#### [REQUISITO 1]
Reescreva o trecho do texto sobre ética da IA na saúde de "A OMS também" a "todas as etapas.", trocando "Desenvolvedores" por "Fabricantes".
#### [REQUISITO 2]
Dê continuidade ao texto sobre ética da IA na saúde a partir do ponto em que ele termina.

#### [DOCUMENTO DE ORIGEM]
━━━━━━━━━━
A transposição dessas barreiras pelos algoritmos, que adquirem cada vez mais atributos humanos, fomenta também o debate urgente sobre a ética no uso da IA na saúde. Entretanto, apesar da humanização das ferramentas já ser tangível, a definição de diretrizes importantes, como equidade, justiça, privacidade e robustez, que garantem a real segurança e fiabilidade das tecnologias, ainda é incipiente. Essa é uma preocupação já endereçada pela Organização Mundial da Saúde (OMS), que recentemente lançou um Guia de Ética e Governança da Inteligência Artificial na Saúde. O material selecionou seis princípios éticos: proteção da autonomia humana, no qual os profissionais detêm a palavra final em decisões no sistema de saúde, e não as máquinas; promoção da proteção e bem-estar das pessoas além do interesse público; garantia da transparência, explicabilidade e inteligibilidade da tecnologia, afinal, médicos e profissionais precisam entender exatamente o que estão utilizando e em quais condições a tecnologia foi desenvolvida; promoção da responsabilidade e prestação de contas da IA; garantia da inclusão e da equidade na aplicação e desenvolvimento da tecnologia; e, por fim, a promoção de uma IA responsiva e sustentável.

A OMS também propõe uma abordagem para garantir que todo o potencial da IA seja empregado pelo bem comum, maximizando os resultados dos algoritmos e mitigando riscos:

  • Empresas responsáveis pela tecnologia implantada devem monitorar e garantir o pleno funcionamento das ferramentas, além de atender todas as normas de segurança.
  • Desenvolvedores também são responsáveis por publicar os dados e informações quanto ao desenvolvimento dos produtos e como eles devem ser manuseados, garantindo a transparência em todas as etapas.
  • Sistemas de saúde que adotam a IA devem garantir o treinamento e capacitação dos profissionais responsáveis pelas ferramentas.
━━━━━━━━━━
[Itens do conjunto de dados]
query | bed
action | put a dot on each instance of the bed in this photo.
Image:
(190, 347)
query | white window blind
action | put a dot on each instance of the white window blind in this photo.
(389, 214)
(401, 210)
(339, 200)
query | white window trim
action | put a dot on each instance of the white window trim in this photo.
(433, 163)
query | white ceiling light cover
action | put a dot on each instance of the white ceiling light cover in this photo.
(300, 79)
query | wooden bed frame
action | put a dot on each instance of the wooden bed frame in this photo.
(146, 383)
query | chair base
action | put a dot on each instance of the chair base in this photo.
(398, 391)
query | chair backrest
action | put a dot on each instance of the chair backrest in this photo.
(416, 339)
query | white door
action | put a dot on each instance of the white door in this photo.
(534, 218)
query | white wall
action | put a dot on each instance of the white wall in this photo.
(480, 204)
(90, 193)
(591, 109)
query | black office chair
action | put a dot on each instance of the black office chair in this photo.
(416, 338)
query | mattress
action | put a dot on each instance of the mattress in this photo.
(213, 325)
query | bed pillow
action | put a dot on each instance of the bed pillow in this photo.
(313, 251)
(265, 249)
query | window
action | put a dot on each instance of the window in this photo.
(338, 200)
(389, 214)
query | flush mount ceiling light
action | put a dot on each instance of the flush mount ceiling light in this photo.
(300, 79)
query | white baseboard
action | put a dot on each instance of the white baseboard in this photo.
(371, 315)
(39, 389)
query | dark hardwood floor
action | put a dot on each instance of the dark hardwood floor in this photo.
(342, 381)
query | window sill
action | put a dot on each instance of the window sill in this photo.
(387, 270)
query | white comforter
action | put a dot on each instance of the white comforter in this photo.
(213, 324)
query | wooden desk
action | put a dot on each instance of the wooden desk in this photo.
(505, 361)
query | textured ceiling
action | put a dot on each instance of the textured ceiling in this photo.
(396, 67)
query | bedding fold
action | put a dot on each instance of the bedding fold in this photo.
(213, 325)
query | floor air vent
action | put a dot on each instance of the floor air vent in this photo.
━━━━━━━━━━
#### [RESULTADO DA TAREFA 1]
A OMS também propõe uma abordagem para garantir que todo o potencial da IA seja empregado pelo bem comum, maximizando os resultados dos algoritmos e mitigando riscos:

  • Empresas responsáveis pela tecnologia implantada devem monitorar e garantir o pleno funcionamento das ferramentas, além de atender todas as normas de segurança.
  • Fabricantes também são responsáveis por publicar os dados e informações quanto ao desenvolvimento dos produtos e como eles devem ser manuseados, garantindo a transparência em todas as etapas.

#### [RESULTADO DA TAREFA 2]
  • As tecnologias utilizadas devem respeitar e serem treinadas com uma base de dados com diversas nacionalidades, gêneros e raças, com o objetivo de promover a diversidade e evitar algoritmos “viciados”.
  • As ferramentas de IA devem ser continuamente avaliadas com base em sua performance, para que caso haja algum tipo de problema, seja rapidamente identificado e devidamente corrigido.

Como entusiasta tecnológico, que testemunha diariamente os benefícios que a inovação traz à prática médica e aos pacientes, acredito que os algoritmos usados de forma sensata têm potencial para geração exponencial de valor, seja pela empoderamento dos profissionais de saúde, aumento do acesso, melhor experiência dos usuários ou redução drástica das ineficiências de um setor em apuros. Mas, como nos alerta Hawking, a sabedoria na utilização da IA passa por princípios éticos inegociáveis, que devem nortear a conduta tanto de cientistas e engenheiros de dados, quanto dos profissionais da saúde. Essa é uma revolução que está apenas começando e precisa ser apropriadamente regulada para chegarmos ao futuro que tanto esperamos. Assumindo que a regulação não está acompanhando evolução das soluções de inteligência artificial fica a pergunta: estamos preparados para o desafio?


*Leonardo Vedolin é Diretor-geral médico e de cuidados integrados da Dasa.